▶ Passage
+++

My understanding is that economists often radically revise
their opinion, afterwards, about what the structural deficit really was in a
previous year. That would make
life very difficult for the Supreme Court!
While the European Court will verify the
transposition of the new 0.5% rule at national level, it will be the Irish and
other national Supreme Courts that will have the job of interpreting it. If
something like this is written into the Constitution, the ultimate decision on
whether a budget for any given year is compliant with the
constitution will have to made by the judges of the Supreme Court.
This certainly will bring judges into areas of judgement which are not,
to put it mildly, their primary expertise.
There is also the question of what sanctions
the Supreme Court could impose, if a structural budget deficit exceeds 0.5% of GDP .
As far as I know, some countries, like
France, have relatively soft sanctions
for breaching the constitution, while other countries,
like Ireland, immediately strike down as null and void, something that is unconstitutional. It may seem fanciful at this stage, but
one also has to ask what would happen if Britain, which has no written
constitution at all were to join the Euro at some future time?
When is this new arrangement to come into
force?
If the provision is intended to influence
the markets, the date cannot be pushed too far into the future. The Commission
is to propose a calendar for this. Will it be the same calendar for all
members, or will countries with the biggest structural deficits get more time?
According to NCB, even if we follow all of
the plan, Ireland’s structural
deficit will still be at
3.7% in 2015, which is well above the 0.5% to be written into our
constitution.
According to Deutsche Bank, the structural deficit of the
Euro area as a whole stood at 3.2% in 2011, so the rest of Europe has a long
way to go too.
I believe this particular proposal needs to
be teased out , rigorously and in great detail, and I have no doubt the Irish
Government will be doing that in the next few months.
A LIFESTYLE CHANGE MAY NOT BE ENOUGH, THE
PATIENT MAY ALSO NEED EMERGENCY TREATMENT!
As I said earlier, the ageing of our populations
requires us to follow the path laid out in the fiscal compact.
Keynes General Theory was formulated for a society with a
very different demography than the one
Europe has today. That is
why we have no choice, euro or no euro, but face up to the fiscal challenge
posed by the statement of the EU
Heads of Government of the
9 December.
But, as I have said, we need
to get the details right.

+++

▶ Records shown
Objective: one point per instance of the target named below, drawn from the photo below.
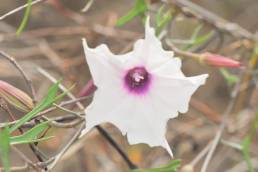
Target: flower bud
(15, 97)
(187, 168)
(88, 89)
(219, 61)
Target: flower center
(137, 80)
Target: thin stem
(117, 147)
(100, 129)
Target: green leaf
(230, 78)
(31, 135)
(162, 19)
(139, 9)
(25, 18)
(5, 148)
(171, 167)
(47, 101)
(245, 151)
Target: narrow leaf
(31, 135)
(47, 101)
(230, 78)
(246, 143)
(5, 148)
(139, 9)
(171, 167)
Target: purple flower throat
(137, 80)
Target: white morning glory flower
(139, 91)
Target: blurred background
(52, 41)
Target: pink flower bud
(88, 89)
(220, 61)
(15, 97)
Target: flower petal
(147, 127)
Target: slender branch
(219, 133)
(116, 146)
(67, 146)
(192, 9)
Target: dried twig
(19, 68)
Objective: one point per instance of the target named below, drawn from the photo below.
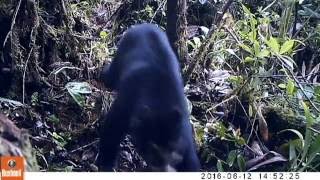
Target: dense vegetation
(252, 79)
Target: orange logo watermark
(12, 168)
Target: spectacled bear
(150, 104)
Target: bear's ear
(142, 114)
(175, 115)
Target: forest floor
(55, 51)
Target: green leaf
(241, 163)
(314, 148)
(290, 87)
(54, 119)
(264, 53)
(282, 86)
(103, 34)
(231, 157)
(273, 44)
(317, 92)
(295, 132)
(250, 111)
(308, 115)
(287, 46)
(246, 48)
(246, 10)
(77, 90)
(248, 60)
(256, 47)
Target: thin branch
(199, 56)
(13, 23)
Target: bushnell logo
(12, 163)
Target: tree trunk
(176, 28)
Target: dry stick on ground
(12, 23)
(200, 54)
(300, 87)
(33, 36)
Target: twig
(222, 102)
(24, 75)
(12, 23)
(204, 46)
(300, 87)
(85, 146)
(155, 13)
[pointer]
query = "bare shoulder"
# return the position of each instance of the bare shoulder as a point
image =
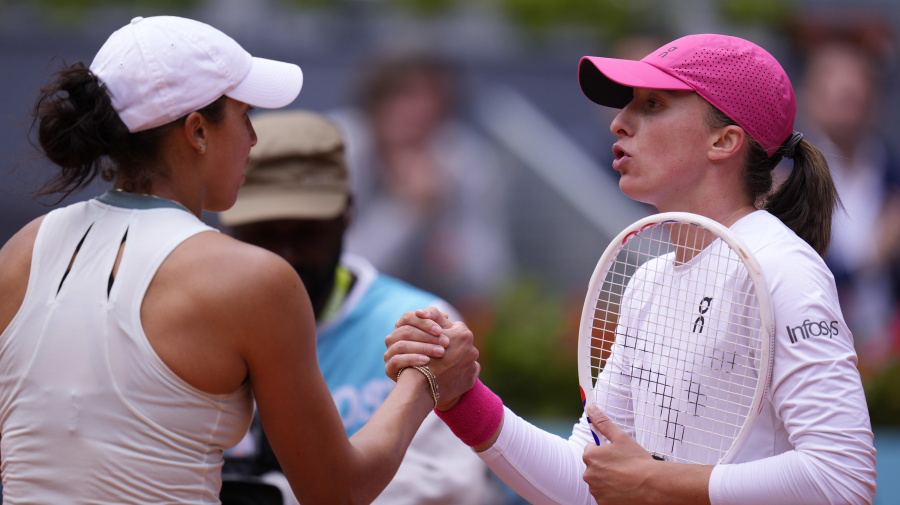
(216, 304)
(15, 267)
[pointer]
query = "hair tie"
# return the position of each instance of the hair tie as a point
(790, 145)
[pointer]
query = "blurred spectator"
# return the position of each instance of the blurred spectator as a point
(295, 202)
(847, 61)
(425, 183)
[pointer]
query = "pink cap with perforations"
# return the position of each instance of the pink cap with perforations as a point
(736, 76)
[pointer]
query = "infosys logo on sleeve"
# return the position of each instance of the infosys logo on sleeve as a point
(811, 329)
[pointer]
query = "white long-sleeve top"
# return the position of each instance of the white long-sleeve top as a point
(813, 441)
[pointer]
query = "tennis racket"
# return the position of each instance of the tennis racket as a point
(676, 337)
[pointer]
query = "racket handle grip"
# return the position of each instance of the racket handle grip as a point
(583, 404)
(476, 417)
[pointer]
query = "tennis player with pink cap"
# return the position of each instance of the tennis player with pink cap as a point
(133, 336)
(704, 120)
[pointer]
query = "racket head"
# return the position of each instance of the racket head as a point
(685, 395)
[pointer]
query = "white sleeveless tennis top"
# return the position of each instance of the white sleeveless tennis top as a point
(88, 412)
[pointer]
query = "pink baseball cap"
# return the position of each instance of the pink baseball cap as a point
(736, 76)
(158, 69)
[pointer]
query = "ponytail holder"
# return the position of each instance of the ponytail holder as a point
(790, 145)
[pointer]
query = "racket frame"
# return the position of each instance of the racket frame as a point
(766, 309)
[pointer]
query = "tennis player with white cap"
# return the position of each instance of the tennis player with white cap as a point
(134, 337)
(704, 120)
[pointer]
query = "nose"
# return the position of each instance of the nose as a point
(621, 125)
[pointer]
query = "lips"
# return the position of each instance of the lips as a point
(621, 156)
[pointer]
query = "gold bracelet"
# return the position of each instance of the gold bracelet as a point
(432, 381)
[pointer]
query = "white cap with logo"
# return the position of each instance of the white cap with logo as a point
(160, 68)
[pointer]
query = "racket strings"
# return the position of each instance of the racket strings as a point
(676, 339)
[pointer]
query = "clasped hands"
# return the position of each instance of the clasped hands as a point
(428, 337)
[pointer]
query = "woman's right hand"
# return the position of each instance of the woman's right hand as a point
(427, 337)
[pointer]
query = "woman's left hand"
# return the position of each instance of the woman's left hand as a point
(622, 471)
(615, 471)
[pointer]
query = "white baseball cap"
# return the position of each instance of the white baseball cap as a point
(160, 68)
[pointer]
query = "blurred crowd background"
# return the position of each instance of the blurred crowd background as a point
(481, 173)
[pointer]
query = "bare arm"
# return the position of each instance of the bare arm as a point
(299, 415)
(235, 312)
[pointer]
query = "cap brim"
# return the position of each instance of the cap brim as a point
(269, 84)
(611, 82)
(252, 207)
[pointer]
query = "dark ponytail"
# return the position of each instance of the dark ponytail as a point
(76, 127)
(79, 130)
(805, 201)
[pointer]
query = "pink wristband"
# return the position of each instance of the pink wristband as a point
(476, 417)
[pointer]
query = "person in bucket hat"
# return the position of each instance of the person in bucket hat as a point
(704, 120)
(135, 337)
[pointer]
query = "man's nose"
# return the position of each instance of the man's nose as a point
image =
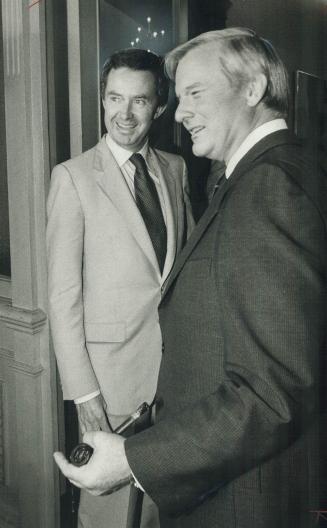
(126, 109)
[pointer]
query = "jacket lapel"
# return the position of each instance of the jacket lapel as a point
(276, 139)
(197, 234)
(112, 183)
(168, 188)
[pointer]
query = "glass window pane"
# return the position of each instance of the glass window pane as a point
(4, 207)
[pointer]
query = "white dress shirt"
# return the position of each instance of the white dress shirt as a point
(252, 139)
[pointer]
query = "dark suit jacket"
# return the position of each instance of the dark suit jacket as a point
(236, 442)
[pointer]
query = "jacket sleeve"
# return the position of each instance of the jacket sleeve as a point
(269, 270)
(65, 233)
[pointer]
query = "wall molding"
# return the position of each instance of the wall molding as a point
(5, 287)
(21, 319)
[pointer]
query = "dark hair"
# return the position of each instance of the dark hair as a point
(138, 60)
(242, 53)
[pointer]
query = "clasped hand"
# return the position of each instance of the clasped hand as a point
(108, 468)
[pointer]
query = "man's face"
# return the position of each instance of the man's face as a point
(130, 105)
(215, 114)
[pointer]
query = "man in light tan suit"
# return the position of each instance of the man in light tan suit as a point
(117, 216)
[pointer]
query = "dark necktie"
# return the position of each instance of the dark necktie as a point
(147, 200)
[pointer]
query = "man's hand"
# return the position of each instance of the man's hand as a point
(92, 415)
(108, 468)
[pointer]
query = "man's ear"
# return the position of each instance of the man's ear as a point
(160, 110)
(256, 89)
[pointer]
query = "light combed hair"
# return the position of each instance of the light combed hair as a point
(241, 54)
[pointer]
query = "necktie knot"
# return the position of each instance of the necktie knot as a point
(138, 162)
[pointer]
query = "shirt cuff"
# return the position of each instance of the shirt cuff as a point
(136, 482)
(87, 397)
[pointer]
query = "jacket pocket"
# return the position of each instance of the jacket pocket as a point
(105, 332)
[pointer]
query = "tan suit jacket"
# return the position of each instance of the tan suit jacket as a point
(104, 279)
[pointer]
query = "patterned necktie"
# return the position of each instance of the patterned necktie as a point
(147, 200)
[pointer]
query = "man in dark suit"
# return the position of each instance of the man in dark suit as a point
(236, 443)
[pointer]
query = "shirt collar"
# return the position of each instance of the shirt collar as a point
(121, 155)
(254, 137)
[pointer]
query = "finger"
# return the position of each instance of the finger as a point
(64, 466)
(74, 483)
(88, 438)
(104, 425)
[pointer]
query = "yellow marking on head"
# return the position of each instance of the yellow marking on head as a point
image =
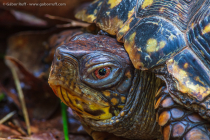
(128, 74)
(124, 29)
(192, 25)
(91, 18)
(151, 45)
(197, 78)
(107, 13)
(146, 4)
(129, 43)
(95, 11)
(185, 84)
(111, 25)
(123, 99)
(122, 113)
(186, 65)
(140, 65)
(206, 29)
(114, 101)
(114, 3)
(161, 10)
(120, 106)
(202, 53)
(106, 93)
(132, 51)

+++

▶ Assignment 1
Answer these questions using the fiscal compact passage.
(a) According to NCB, what will Ireland's structural deficit be in 2015 even if the full plan is followed?
(b) Which country is given as an example of having relatively soft sanctions for breaching the constitution?
(c) According to Deutsche Bank, what was the structural deficit of the Euro area as a whole in 2011?
▶ Assignment 2
Repeat part of the fiscal compact passage word for word, starting at "I believe this" and ending at "the fiscal compact.".
▶ Assignment 3
Proceed with the fiscal compact passage, picking up after its final sentence.

▶ Answer space 1
(a) 3.7%
(b) France
(c) 3.2%

▶ Answer space 2
I believe this particular proposal needs to
be teased out , rigorously and in great detail, and I have no doubt the Irish
Government will be doing that in the next few months.
A LIFESTYLE CHANGE MAY NOT BE ENOUGH, THE
PATIENT MAY ALSO NEED EMERGENCY TREATMENT!
As I said earlier, the ageing of our populations
requires us to follow the path laid out in the fiscal compact.

▶ Answer space 3
In the meantime, the ECB must act as a normal Central Bank
and provide liquidity for the markets.
The risk now is of destructive deflation, not of inflation. Germans may
want to protect their savings, but they also need incomes, and their incomes
will disappear if the European economy collapses.
I hope Chancellor Merkel understands that,
and does not stand in the way of emergency treatment of the economy by the ECB.
Lifestyle changes are important and
necessary, but the patient needs to be alive, if he or she is to change lifestyle!
It is also important that, now that the
concept of the economic cycle is to be introduced into our constitutions, we do
not pursue unnecessarily procyclical policies. Some have argued, convincingly,
that the Basel Thee rules, as applied to banks, are unnecessarily procyclical. They are dealing with yesterdays problem, excessive exuberance, which the markets
are punishing sufficiently anyway.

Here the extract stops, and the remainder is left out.